### Instructions
- A) Retype everything in the Michael Whitaker biography from "American lawyer (born" down to "degree in 1987.".
- B) According to the Michael Whitaker biography, what were his two majors for his Bachelor of Arts degree?
- C) Continue the Michael Whitaker biography from the point where it ends.

### Passage

Content starts

19th Administrator of the Federal Aviation Administration
- In office October 27, 2023 – January 20, 2025
- President: Joe Biden
- Deputy: Katie Thomson
- Preceded by: Stephen Dickson
- Succeeded by: Bryan Bedford

Personal details
- Born: June 21, 1961 (age 64) San Antonio, Texas, U.S.
- Education: University of Louisville (BA) Georgetown University (JD)

= Michael Whitaker (government official) =

American lawyer (born 1961)

Michael Gordon Whitaker (born June 21, 1961) is an American lawyer who served as the 19th administrator of the Federal Aviation Administration (FAA) from 2023 to 2025. He previously served as chief operating officer of Supernal under the Hyundai Motor Company from 2020 to 2023, as principal of the aviation consultancy Whitaker Air Space from 2016 to 2020, and as deputy administrator of FAA from 2013 to 2016.

== Education ==
Whitaker studied at the University of Louisville in Kentucky from 1979 to 1982 and from 1983 to 1984, with one year study-abroad at the Universite de Montpellier in France from 1982 to 1983. He received a Bachelor of Arts degree with majors in political science and French from the University of Louisville in 1984. He studied at the Georgetown University Law Center from 1984 to 1987, and received a Juris Doctor degree in 1987.

He won a Louis C. Kesselman Endowment Award in 1982 from the Department of Political Science at the University of Louisville as an undergraduate student.

== Career ==
Whitaker began his aviation career as a litigator, then as assistant general counsel of international and regulatory affairs at Trans World Airlines (TWA). He spent 15 years at United Airlines in a variety of roles as director, vice president and senior vice president. His portfolio at the airline included commercial alliances and joint ventures, international and regulatory affairs, and strategic counsel to the chairman and chief executive officer on international matters. Whitaker served as Group CEO of InterGlobe Enterprises. There, he oversaw strategy and operations for four affiliate travel companies.

Content ends

[Stored data entries]
Content starts

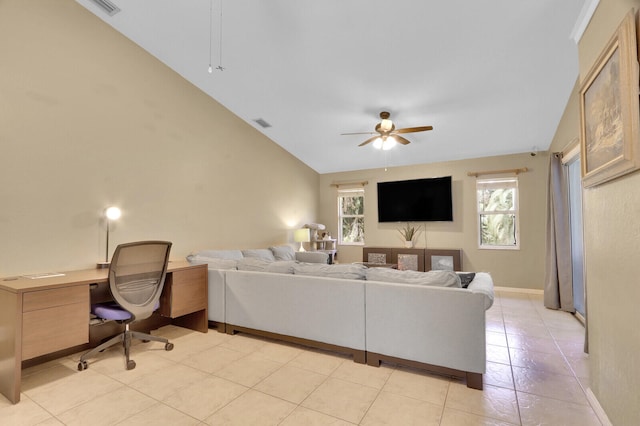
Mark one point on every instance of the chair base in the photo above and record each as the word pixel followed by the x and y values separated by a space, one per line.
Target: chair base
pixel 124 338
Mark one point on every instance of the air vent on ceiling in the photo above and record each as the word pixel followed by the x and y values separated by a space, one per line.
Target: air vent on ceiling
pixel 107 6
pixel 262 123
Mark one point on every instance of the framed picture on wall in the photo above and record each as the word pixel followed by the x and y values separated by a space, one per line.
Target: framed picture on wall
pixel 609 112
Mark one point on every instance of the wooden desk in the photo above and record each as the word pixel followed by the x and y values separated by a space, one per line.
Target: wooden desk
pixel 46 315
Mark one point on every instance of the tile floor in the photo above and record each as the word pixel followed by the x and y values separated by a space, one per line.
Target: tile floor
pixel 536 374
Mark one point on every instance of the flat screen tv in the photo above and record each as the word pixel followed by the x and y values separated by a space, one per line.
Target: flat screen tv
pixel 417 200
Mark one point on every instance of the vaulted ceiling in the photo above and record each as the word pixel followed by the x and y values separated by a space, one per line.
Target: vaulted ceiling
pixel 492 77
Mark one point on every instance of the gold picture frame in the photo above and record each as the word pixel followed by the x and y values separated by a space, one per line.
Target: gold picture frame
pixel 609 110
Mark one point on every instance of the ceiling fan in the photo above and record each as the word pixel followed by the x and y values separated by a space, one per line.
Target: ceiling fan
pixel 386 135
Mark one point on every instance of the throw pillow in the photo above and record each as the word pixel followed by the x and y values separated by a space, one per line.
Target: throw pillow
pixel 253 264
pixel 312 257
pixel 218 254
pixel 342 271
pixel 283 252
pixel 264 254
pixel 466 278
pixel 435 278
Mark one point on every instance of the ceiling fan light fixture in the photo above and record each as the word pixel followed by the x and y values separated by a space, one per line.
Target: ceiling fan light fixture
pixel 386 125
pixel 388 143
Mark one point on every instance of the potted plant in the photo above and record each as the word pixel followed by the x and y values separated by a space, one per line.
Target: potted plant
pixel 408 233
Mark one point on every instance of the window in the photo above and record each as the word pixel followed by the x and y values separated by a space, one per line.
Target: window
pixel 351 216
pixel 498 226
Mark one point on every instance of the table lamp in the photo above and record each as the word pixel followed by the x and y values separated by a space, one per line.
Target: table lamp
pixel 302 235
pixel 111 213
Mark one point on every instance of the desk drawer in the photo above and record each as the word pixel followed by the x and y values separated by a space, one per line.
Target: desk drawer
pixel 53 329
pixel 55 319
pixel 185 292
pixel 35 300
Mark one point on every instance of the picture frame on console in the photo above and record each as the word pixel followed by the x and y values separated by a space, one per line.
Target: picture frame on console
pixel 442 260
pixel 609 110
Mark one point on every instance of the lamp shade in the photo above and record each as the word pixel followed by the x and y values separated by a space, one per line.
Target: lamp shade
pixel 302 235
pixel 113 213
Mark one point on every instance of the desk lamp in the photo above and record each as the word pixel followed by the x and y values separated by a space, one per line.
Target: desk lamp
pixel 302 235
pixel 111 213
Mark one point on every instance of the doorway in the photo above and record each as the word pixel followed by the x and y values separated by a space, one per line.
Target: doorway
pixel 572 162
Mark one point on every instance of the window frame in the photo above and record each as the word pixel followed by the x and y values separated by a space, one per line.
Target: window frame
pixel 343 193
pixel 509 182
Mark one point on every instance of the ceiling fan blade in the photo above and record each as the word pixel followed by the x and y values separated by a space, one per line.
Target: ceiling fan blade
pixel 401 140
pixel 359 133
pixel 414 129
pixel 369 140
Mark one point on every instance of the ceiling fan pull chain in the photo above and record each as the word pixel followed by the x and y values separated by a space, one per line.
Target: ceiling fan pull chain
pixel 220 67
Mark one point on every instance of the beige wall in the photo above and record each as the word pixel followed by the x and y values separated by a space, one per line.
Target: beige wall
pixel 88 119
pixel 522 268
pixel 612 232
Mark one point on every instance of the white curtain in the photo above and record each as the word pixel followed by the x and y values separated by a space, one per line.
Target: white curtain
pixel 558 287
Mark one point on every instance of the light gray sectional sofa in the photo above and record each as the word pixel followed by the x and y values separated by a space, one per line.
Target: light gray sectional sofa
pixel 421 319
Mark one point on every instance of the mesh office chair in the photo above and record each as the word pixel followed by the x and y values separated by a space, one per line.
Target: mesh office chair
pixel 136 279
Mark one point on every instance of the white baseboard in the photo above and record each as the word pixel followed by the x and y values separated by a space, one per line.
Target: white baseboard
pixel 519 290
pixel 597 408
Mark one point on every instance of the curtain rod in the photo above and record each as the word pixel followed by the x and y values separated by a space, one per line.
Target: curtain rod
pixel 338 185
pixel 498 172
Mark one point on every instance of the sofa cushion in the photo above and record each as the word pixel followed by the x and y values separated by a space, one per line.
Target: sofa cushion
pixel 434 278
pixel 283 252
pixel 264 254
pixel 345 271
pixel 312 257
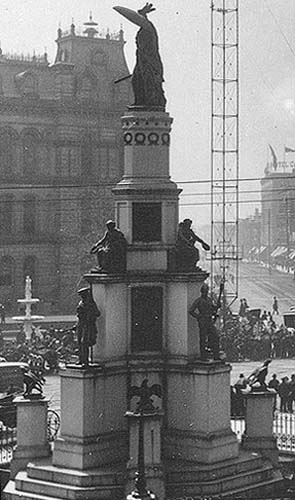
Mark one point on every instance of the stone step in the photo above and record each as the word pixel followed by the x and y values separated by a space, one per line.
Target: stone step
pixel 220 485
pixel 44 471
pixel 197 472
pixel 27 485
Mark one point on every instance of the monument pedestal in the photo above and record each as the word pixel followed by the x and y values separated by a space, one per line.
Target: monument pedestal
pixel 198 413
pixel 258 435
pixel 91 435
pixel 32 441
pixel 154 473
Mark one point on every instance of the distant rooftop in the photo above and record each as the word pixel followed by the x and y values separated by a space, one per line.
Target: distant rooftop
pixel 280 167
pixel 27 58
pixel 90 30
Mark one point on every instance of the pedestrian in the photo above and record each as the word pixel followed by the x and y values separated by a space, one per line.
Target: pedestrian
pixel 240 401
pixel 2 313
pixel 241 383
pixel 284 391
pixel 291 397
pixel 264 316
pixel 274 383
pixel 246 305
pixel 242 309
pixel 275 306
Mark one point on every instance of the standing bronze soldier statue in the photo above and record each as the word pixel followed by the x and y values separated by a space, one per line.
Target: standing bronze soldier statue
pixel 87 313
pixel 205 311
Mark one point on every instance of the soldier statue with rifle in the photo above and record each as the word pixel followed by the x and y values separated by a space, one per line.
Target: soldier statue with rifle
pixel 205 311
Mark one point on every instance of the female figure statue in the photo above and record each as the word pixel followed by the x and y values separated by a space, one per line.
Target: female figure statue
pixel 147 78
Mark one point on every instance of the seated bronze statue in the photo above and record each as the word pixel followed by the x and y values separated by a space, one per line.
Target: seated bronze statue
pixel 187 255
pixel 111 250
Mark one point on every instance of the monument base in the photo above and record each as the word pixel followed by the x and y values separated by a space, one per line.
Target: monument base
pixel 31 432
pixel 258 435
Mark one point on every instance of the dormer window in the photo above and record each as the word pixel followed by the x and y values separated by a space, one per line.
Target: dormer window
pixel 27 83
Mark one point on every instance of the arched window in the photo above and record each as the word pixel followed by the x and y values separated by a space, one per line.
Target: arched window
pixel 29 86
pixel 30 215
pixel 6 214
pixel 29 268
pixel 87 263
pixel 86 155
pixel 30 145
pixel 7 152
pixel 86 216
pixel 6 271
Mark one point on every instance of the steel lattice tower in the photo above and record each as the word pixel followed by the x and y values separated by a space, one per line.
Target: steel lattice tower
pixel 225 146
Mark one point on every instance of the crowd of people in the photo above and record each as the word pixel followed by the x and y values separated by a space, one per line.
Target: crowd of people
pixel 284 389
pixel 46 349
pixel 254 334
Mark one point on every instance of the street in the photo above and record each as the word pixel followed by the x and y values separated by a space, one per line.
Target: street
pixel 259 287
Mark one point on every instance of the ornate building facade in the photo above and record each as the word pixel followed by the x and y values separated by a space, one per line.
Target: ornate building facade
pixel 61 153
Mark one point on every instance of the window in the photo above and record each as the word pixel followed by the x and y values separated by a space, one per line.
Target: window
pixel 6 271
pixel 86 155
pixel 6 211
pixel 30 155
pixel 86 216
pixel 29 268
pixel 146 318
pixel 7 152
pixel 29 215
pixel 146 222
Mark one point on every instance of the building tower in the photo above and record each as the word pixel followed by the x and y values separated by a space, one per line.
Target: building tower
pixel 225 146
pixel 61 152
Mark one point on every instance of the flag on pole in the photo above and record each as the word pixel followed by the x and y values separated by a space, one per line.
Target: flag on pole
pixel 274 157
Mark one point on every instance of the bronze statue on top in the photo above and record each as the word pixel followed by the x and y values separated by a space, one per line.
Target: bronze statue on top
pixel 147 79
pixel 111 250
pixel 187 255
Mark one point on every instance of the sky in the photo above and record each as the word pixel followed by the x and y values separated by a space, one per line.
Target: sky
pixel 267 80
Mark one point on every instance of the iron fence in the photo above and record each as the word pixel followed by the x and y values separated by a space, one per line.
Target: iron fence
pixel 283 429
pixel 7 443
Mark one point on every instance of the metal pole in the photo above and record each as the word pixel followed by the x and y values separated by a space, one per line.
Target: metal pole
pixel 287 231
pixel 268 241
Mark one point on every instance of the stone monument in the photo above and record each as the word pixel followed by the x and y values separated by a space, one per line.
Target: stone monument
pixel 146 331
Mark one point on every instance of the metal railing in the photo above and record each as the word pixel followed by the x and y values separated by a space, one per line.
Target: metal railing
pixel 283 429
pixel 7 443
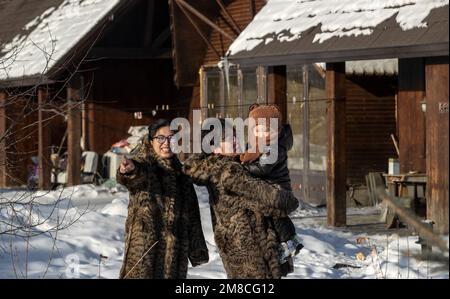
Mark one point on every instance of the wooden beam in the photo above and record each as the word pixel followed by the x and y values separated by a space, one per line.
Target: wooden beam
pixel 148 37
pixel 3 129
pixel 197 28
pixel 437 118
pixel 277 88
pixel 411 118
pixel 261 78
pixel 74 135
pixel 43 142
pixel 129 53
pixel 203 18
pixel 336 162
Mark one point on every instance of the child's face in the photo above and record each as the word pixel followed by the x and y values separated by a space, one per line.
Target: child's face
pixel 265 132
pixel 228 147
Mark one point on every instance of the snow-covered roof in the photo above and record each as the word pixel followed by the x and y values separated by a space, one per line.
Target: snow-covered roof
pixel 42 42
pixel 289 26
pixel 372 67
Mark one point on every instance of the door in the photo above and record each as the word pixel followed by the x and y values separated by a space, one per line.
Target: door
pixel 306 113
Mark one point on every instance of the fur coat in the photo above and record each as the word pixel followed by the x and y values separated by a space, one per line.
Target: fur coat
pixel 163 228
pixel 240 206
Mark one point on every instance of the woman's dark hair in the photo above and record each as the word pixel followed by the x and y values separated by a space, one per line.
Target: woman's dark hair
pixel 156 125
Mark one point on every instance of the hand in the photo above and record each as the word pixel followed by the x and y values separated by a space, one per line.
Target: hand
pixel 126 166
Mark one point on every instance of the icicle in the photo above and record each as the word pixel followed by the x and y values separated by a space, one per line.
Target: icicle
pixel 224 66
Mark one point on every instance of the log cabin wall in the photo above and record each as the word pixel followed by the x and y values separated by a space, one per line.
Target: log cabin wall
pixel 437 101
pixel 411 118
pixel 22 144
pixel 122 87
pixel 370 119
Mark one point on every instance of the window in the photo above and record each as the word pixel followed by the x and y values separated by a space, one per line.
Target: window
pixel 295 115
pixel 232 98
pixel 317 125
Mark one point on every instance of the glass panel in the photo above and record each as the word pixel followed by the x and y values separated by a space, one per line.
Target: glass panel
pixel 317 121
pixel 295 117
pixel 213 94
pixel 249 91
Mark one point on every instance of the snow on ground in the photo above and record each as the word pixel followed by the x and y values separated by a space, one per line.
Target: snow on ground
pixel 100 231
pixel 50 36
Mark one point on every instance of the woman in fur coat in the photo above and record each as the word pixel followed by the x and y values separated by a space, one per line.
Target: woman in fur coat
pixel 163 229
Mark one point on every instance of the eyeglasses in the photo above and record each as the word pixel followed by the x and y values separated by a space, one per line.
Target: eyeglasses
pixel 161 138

Content ends
Content starts

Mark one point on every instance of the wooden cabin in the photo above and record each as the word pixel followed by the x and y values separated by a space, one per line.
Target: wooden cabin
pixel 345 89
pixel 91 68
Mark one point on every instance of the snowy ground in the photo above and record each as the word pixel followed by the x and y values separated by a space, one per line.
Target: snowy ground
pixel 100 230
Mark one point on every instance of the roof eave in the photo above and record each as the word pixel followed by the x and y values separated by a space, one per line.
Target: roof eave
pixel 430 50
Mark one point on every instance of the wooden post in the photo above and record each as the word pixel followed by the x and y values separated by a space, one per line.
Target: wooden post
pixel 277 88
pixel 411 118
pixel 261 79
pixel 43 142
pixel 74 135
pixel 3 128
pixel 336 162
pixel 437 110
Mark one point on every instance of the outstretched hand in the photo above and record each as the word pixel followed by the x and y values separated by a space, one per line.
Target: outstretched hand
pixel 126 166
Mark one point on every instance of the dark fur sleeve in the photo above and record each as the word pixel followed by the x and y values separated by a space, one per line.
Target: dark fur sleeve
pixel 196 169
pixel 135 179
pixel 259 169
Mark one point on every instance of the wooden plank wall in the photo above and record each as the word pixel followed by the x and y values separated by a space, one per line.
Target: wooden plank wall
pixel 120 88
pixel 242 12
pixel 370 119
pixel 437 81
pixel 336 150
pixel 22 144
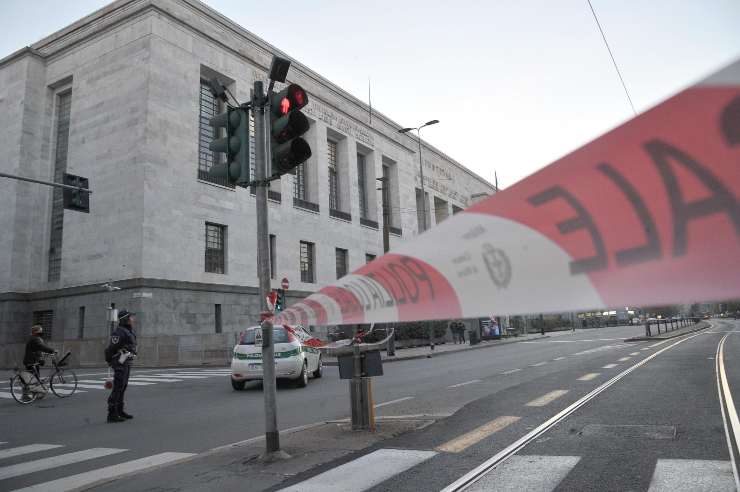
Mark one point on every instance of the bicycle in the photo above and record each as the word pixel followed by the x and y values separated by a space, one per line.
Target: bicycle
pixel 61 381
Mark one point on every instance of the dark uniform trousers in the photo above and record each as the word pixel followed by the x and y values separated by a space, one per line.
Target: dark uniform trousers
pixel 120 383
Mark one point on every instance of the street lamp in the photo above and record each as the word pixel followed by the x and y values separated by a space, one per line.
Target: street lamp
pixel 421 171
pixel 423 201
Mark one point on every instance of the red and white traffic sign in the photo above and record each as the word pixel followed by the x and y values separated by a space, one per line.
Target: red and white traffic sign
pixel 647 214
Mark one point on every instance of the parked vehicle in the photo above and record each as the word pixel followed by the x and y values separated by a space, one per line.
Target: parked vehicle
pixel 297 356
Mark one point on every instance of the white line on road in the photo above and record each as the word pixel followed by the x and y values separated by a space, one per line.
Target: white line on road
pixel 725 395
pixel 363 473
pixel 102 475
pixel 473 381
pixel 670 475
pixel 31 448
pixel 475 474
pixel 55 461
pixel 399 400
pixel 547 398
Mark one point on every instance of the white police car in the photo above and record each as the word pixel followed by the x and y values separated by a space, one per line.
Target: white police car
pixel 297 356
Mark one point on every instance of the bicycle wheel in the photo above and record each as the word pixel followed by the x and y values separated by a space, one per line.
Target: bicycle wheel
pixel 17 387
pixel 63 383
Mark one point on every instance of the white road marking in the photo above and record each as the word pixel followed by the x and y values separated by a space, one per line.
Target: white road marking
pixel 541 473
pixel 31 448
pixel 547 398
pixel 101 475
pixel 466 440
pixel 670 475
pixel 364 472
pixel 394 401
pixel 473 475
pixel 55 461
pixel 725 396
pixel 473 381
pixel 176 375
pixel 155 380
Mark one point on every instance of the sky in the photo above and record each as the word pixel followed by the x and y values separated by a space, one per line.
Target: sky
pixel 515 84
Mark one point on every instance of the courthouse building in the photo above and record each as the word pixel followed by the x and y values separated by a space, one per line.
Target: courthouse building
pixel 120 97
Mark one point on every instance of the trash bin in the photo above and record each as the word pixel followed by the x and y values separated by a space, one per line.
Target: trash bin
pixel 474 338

Content ends
Content starts

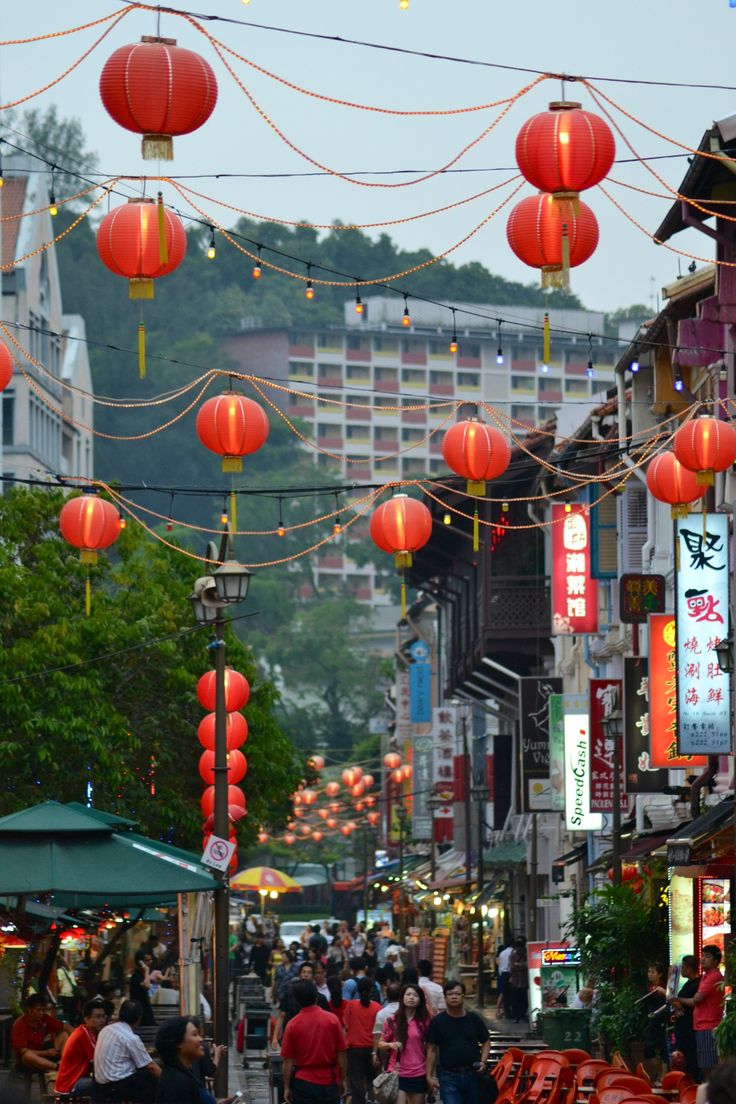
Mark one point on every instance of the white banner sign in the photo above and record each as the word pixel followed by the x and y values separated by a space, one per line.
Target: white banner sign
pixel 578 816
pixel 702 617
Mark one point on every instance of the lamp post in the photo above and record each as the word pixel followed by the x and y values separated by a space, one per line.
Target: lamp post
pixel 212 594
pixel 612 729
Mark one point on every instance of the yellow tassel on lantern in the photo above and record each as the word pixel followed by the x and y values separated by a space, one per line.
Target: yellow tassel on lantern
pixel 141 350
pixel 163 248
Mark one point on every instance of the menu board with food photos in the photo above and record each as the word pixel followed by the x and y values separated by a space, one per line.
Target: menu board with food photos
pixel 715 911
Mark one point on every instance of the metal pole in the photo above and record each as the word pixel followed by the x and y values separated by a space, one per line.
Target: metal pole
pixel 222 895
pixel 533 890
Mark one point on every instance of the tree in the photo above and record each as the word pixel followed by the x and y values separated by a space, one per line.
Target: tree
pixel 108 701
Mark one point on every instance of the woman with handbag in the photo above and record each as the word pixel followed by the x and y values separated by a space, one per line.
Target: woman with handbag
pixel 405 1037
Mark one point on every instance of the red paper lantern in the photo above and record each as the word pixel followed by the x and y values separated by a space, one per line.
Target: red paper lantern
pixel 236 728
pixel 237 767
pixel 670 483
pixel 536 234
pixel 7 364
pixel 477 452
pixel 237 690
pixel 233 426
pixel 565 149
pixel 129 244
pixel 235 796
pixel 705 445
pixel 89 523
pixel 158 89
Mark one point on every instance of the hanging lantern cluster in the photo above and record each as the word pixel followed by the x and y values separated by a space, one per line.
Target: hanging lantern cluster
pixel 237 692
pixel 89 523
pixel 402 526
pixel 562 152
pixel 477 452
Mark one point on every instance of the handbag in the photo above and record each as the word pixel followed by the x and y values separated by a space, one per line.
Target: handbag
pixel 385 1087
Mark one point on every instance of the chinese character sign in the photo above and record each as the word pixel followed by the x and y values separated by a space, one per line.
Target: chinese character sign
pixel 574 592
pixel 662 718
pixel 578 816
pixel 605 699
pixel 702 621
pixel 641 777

Content ends

### Responses per task
- A)
American lawyer (born 1961)

Michael Gordon Whitaker (born June 21, 1961) is an American lawyer who served as the 19th administrator of the Federal Aviation Administration (FAA) from 2023 to 2025. He previously served as chief operating officer of Supernal under the Hyundai Motor Company from 2020 to 2023, as principal of the aviation consultancy Whitaker Air Space from 2016 to 2020, and as deputy administrator of FAA from 2013 to 2016.

== Education ==
Whitaker studied at the University of Louisville in Kentucky from 1979 to 1982 and from 1983 to 1984, with one year study-abroad at the Universite de Montpellier in France from 1982 to 1983. He received a Bachelor of Arts degree with majors in political science and French from the University of Louisville in 1984. He studied at the Georgetown University Law Center from 1984 to 1987, and received a Juris Doctor degree in 1987.

- B) Political science and French.

- C)
Whitaker served as deputy administrator at the Federal Aviation Administration from 2013 to 2016. There, he collaborated with industry and government to drive the transition of the nation’s air traffic control system from radar to a satellite-enabled surveillance technology (ADS-B). After leaving the FAA, he served as principal of the aviation consultancy Whitaker Air Space from 2016 to 2020.

From 2020 to 2023, he served as the chief operating officer of Supernal, a Hyundai Motor Group company designing an electric advanced air mobility (AAM) vehicle. Whitaker is a private pilot. He serves on the board of the Flight Safety Foundation. On September 7, 2023, U.S. president Joe Biden nominated him to serve as the administrator of the FAA. On October 24, 2023, the United States Senate confirmed his nomination by a 98–0 vote. Whitaker was sworn in by Secretary Pete Buttigieg on October 27, 2023. On January 20, 2025, he resigned as FAA administrator after announcing his intention to resign in December 2024.